## TASK GOAL:
Transcribe exactly the line containing "Study the photograph above. For every instance of the sandstone" and each line after it, through the end of the entries, with nothing before or after.

Items from a dataset

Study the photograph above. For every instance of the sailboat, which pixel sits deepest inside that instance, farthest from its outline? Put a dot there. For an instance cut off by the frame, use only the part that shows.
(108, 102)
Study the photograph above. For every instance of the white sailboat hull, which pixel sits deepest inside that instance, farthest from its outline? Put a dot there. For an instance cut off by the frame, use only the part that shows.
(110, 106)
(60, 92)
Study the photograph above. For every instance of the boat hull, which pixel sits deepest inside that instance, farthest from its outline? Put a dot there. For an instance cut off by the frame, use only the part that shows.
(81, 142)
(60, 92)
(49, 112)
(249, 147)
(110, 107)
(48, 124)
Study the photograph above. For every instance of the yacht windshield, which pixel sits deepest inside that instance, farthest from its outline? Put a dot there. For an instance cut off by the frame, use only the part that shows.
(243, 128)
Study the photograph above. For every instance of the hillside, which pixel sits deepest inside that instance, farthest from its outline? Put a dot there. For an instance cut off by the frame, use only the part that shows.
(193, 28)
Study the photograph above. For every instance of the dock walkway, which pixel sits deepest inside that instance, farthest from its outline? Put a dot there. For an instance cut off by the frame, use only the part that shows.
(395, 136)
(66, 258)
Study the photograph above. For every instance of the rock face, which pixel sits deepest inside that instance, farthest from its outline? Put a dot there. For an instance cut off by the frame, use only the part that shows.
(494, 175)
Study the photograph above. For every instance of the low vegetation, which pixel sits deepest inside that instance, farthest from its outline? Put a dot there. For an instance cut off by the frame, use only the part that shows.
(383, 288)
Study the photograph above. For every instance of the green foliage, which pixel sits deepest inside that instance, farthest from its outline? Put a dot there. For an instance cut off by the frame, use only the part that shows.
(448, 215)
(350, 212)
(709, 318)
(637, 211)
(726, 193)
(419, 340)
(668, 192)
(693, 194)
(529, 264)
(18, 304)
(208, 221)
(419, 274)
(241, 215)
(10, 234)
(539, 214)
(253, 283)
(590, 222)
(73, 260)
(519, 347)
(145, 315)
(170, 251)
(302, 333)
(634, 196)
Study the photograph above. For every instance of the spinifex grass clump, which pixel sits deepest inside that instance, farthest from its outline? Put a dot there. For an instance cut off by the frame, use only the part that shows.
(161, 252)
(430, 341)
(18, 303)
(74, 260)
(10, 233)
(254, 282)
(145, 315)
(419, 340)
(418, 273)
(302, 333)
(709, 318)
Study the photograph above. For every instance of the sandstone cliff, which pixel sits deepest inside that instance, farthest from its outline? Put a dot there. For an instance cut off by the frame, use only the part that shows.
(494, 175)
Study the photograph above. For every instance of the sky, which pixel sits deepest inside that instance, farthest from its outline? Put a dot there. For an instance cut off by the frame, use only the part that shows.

## TASK ANSWER:
Study the photograph above. For every instance of the sandstone cliff, which pixel sits deepest inside that instance, farthest from its outline? Put a dot there. For an instance cut off by the frame, use only the part that shows.
(494, 175)
Study the photograph above. For every instance of the sky, which pixel sits deepest inside that instance, farthest from its outline? Put a dot there. For an instance cut off by the frame, use only the part that shows.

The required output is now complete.